- **TASK DIRECTIONS**: Quote the listing below in its entirety.

- **DATA SHOWN**:
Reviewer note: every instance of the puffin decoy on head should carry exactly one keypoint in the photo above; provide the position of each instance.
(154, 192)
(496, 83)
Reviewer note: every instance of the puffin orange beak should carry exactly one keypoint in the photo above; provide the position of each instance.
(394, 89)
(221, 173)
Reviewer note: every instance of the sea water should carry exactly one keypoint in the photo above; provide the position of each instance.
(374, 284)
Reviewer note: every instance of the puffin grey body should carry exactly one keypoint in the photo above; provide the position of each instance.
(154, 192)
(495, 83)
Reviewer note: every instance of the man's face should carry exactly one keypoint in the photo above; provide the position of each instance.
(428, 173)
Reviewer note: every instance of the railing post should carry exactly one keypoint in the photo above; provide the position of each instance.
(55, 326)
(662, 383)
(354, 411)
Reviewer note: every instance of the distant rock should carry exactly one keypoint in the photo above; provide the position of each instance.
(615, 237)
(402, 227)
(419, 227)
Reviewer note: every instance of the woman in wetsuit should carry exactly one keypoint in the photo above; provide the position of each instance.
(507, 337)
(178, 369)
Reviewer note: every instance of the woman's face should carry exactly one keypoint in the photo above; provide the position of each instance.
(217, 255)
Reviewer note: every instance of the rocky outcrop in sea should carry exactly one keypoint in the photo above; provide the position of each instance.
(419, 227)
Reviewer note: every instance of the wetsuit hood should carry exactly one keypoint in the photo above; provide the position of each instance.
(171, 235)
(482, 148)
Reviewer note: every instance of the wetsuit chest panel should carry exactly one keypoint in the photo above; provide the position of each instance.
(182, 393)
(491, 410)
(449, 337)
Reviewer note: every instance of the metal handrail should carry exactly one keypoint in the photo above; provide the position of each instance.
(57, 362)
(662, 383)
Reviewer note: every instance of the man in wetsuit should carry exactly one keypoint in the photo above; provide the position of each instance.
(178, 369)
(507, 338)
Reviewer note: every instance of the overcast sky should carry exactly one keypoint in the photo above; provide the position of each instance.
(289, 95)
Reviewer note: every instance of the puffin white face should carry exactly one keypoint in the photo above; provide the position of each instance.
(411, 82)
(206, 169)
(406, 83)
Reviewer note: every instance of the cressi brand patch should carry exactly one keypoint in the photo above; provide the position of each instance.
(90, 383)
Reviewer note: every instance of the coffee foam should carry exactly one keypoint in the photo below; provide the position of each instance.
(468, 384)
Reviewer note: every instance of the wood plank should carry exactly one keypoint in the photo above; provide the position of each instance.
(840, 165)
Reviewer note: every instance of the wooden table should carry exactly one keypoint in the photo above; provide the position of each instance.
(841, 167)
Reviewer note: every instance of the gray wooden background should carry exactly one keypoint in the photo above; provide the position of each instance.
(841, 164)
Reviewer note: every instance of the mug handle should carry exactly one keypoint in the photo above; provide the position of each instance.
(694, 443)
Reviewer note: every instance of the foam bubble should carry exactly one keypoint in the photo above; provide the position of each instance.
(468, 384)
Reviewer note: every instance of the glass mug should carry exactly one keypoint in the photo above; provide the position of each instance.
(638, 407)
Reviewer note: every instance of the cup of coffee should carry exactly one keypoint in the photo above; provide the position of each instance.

- **FULL OUTPUT**:
Reviewer note: every instance of the puffin decoy on head should carry exactly one keypoint in the photo above; provide the position of each instance.
(154, 192)
(496, 83)
Reviewer note: every instance of the puffin orange beak should carry exactly one keypoint in the photo above; provide the position of each instance.
(394, 89)
(221, 173)
Reviewer note: every instance of the sea water should carry exactly one keypoint in the photo above; provide the position of each instance.
(374, 284)
Reviewer note: every instance of the puffin grey body should carry exactly one keypoint in the photo above; provide the position of each instance.
(154, 192)
(495, 83)
Reviewer note: every instance of the man's face should carry exactly one keypoint in the photo above; provide the position of each instance.
(428, 173)
Reviewer note: every instance of the railing post should carry exactly one keypoint in the photo above; provide the position of each instance.
(55, 326)
(662, 383)
(354, 411)
Reviewer note: every instance of the distant rock should carry exactly one keypoint in the photo above; provide the position of each instance.
(615, 237)
(402, 227)
(419, 227)
Reviewer note: every instance of the woman in wetsuit should carry exactly one keypoint in the photo above; provide the position of each instance.
(507, 337)
(178, 369)
Reviewer note: every instance of the woman's face should carry exactly one keypoint in the photo above; provide the position of each instance.
(217, 255)
Reviewer note: every instance of the rocky outcrop in sea should carry exactly one keypoint in the photo above; provide the position of each instance.
(419, 227)
Reviewer note: every instance of the wetsuit hood should carry exactly one keypoint in the photo above; provide the position of each instance.
(171, 235)
(482, 148)
Reviewer note: every instance of the wetsuit chest panel should carry exactly one keypoint in the photo above; provide the position of each instance.
(182, 393)
(491, 410)
(449, 337)
Reviewer note: every instance of the metal handrail should carry exactly one keypoint in the photo above; provide the position of each instance.
(57, 362)
(662, 383)
Reviewer note: every instance of the man in wetsuit should carry exactly one keypoint in the photo above; provide the position of each instance.
(178, 369)
(507, 338)
Reviewer note: every instance of the overcast sky should carry exactly one keypoint in the photo above; provide the position of each instance.
(289, 95)
Reviewer note: every instance of the puffin white face should carry exactly one keypoint in the photo above; provide the position of each instance.
(411, 82)
(206, 169)
(406, 83)
Reviewer note: every instance of the cressi brand patch should carry exactly one keypoint in the photo above; provide the position of each instance.
(90, 383)
Reviewer note: every instance of the coffee foam should carry exactly one keypoint in the photo below; provide the position of each instance.
(468, 384)
Reviewer note: every instance of the wood plank should carry exactly one keypoint in the photo above; provide the position of each instance.
(840, 165)
Reviewer note: every instance of the wooden table should carry exactly one keypoint in the photo above; provide the position of each instance.
(841, 167)
Reviewer note: every instance of the gray wooden background should carry exactly one keypoint in the photo above; provide the position of each instance.
(841, 164)
Reviewer note: every instance of the mug handle should carry exactly one keypoint in the photo above; provide the position of each instance.
(694, 443)
Reviewer note: every instance of the foam bubble should carry exactly one keypoint in the photo above; provide the position of each instance.
(468, 384)
Reviewer note: every instance of the glass mug should carry exactly one keypoint in the photo above; provide the position of each instance.
(638, 407)
Reviewer note: every instance of the cup of coffee should carry exactly one keypoint in the photo above; provide the position of each instance.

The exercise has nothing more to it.